Task directions:
Tally the lines in the items below that contain the string "door", treating uppercase and lowercase as different. Give only the number.

Record extracts:
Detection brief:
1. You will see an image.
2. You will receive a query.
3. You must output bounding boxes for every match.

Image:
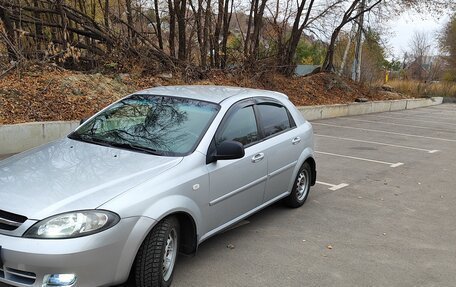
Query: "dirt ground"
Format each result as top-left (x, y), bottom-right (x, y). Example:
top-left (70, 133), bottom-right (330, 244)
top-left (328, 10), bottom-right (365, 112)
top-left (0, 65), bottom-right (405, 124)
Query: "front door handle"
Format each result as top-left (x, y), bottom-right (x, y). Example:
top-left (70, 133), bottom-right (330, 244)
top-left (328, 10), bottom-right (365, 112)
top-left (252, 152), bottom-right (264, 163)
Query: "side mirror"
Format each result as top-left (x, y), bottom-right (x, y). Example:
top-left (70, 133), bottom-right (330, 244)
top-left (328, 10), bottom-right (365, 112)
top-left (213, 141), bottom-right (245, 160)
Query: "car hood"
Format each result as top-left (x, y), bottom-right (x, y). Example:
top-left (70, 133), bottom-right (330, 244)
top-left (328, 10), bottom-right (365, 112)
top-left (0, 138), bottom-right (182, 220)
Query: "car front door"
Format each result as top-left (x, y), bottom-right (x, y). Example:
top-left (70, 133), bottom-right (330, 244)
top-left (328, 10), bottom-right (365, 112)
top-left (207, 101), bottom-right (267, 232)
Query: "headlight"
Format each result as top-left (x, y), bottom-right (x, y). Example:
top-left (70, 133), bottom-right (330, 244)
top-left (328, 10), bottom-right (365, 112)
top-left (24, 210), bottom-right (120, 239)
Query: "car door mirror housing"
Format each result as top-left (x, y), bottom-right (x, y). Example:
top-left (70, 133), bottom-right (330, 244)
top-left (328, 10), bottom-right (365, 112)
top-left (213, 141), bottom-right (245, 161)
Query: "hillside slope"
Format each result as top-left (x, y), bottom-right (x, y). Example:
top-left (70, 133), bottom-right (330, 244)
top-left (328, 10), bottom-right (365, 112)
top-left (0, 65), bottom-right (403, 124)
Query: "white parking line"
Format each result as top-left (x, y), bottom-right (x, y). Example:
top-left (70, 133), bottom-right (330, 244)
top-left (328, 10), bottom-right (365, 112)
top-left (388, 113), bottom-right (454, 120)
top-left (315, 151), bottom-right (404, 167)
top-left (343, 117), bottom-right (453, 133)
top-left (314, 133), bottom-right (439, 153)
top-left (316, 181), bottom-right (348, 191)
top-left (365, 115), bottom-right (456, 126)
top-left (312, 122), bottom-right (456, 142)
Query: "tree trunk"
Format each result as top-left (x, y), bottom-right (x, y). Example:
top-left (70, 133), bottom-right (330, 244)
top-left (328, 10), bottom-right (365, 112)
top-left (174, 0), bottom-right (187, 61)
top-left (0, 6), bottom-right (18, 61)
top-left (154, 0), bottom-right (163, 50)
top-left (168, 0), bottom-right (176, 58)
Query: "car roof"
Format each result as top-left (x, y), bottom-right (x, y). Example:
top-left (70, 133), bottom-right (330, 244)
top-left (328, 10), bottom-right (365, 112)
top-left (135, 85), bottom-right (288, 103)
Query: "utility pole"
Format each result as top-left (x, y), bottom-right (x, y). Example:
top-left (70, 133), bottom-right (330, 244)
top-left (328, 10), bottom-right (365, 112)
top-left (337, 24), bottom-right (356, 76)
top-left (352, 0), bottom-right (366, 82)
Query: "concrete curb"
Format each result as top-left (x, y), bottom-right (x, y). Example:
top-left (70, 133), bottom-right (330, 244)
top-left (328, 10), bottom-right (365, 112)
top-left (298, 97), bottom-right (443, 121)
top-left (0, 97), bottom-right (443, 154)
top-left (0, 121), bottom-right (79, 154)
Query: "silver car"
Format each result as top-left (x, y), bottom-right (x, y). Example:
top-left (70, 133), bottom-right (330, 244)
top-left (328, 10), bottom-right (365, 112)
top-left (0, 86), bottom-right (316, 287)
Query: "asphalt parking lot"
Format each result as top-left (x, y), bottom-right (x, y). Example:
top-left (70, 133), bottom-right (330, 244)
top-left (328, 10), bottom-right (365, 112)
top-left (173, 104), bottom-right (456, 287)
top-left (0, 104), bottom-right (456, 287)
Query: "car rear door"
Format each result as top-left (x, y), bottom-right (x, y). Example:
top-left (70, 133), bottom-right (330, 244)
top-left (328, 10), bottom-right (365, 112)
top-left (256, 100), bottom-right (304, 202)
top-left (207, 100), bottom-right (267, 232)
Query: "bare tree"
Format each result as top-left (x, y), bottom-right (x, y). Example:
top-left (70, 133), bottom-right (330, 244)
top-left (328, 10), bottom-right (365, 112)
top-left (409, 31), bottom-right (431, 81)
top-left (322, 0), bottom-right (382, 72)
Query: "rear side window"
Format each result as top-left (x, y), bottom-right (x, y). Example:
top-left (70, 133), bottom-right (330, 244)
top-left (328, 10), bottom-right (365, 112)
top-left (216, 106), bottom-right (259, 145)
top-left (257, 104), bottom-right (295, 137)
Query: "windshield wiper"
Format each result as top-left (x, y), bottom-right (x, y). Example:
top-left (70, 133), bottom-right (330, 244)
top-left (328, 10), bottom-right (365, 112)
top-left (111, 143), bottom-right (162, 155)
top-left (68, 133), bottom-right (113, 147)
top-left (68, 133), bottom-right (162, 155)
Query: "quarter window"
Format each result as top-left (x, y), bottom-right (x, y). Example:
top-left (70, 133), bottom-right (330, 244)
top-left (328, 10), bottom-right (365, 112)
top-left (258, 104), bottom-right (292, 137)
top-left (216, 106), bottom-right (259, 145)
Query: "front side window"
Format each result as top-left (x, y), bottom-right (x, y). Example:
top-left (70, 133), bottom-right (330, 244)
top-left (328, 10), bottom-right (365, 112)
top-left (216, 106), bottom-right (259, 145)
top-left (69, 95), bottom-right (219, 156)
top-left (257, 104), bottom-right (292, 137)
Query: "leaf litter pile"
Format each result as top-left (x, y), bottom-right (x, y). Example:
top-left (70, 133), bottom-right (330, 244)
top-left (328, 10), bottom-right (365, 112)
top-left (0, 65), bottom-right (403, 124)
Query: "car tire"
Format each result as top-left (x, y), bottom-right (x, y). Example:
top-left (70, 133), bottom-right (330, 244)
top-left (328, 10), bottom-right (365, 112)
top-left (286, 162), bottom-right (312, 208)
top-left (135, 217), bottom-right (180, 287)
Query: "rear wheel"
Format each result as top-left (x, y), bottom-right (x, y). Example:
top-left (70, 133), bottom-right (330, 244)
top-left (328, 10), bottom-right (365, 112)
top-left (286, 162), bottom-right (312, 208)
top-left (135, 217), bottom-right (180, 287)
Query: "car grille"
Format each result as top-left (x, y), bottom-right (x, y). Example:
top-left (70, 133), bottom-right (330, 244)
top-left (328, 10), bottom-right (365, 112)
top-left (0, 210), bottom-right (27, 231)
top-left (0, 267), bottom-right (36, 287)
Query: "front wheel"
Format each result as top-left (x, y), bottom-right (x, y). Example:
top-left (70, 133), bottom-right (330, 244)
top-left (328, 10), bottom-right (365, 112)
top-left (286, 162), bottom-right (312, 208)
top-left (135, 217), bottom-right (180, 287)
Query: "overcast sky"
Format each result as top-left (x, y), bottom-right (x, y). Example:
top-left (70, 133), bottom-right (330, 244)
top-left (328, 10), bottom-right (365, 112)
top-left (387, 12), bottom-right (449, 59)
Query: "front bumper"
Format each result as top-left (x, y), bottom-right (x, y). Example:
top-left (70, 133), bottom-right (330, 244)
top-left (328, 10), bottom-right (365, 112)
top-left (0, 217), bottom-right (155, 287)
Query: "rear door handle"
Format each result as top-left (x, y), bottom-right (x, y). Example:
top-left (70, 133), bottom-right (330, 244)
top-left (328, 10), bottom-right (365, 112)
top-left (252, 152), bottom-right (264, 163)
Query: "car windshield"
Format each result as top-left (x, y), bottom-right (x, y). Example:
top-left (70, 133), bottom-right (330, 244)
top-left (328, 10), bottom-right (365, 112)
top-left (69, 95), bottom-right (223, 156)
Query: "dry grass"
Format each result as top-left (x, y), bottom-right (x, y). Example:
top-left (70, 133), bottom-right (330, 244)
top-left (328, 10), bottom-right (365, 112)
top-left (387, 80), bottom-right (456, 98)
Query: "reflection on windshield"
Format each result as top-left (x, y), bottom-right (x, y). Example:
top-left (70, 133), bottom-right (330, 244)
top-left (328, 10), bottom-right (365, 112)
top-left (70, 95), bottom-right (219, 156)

--

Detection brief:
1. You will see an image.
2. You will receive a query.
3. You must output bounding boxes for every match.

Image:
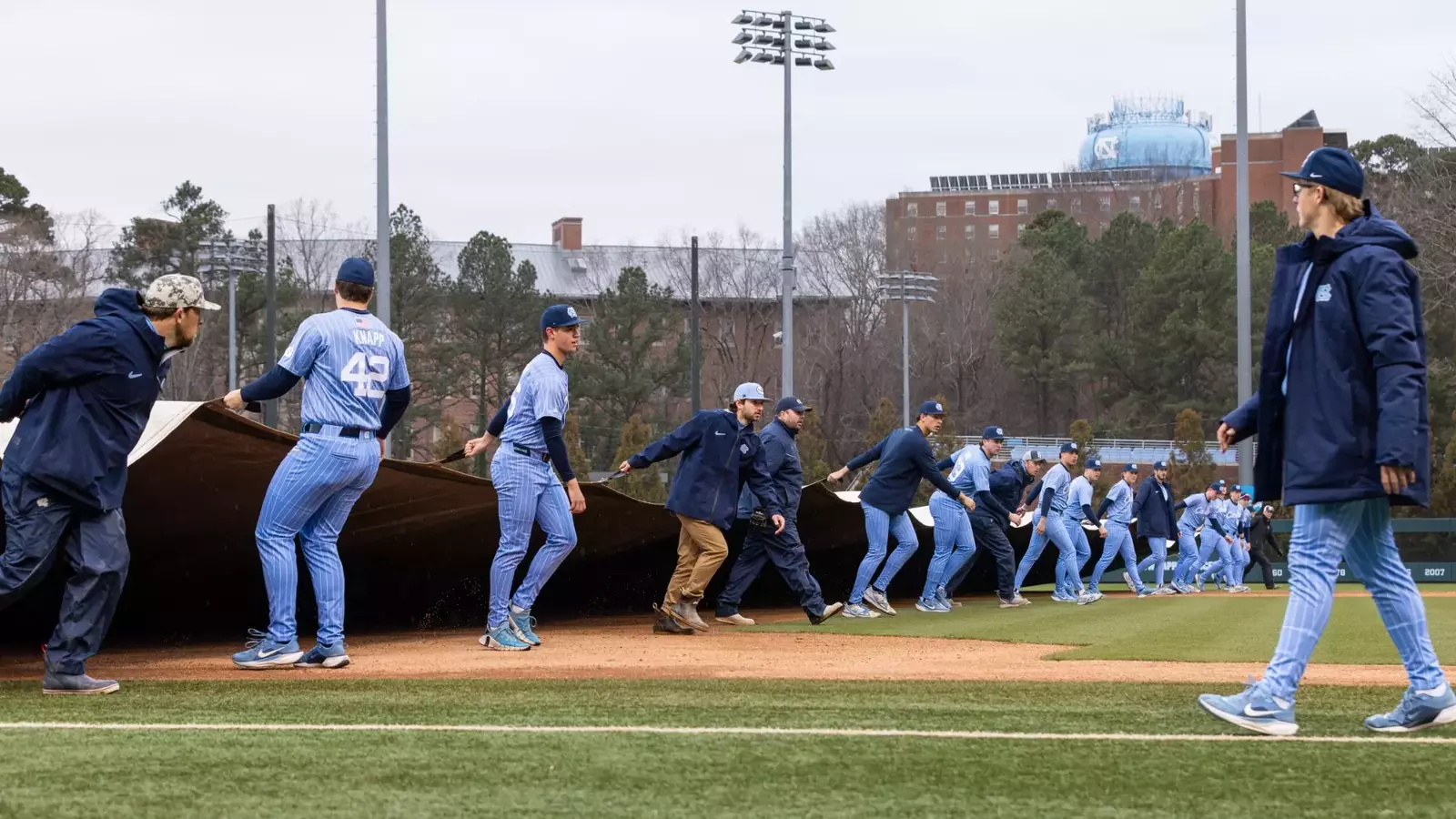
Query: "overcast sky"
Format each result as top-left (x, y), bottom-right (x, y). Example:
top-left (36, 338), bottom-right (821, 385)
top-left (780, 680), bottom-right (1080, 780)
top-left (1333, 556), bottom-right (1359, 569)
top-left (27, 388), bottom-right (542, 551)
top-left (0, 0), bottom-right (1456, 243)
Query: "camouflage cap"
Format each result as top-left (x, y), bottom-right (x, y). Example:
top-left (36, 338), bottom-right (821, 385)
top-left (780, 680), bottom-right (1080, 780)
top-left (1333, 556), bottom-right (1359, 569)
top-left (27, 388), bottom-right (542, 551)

Result of this task:
5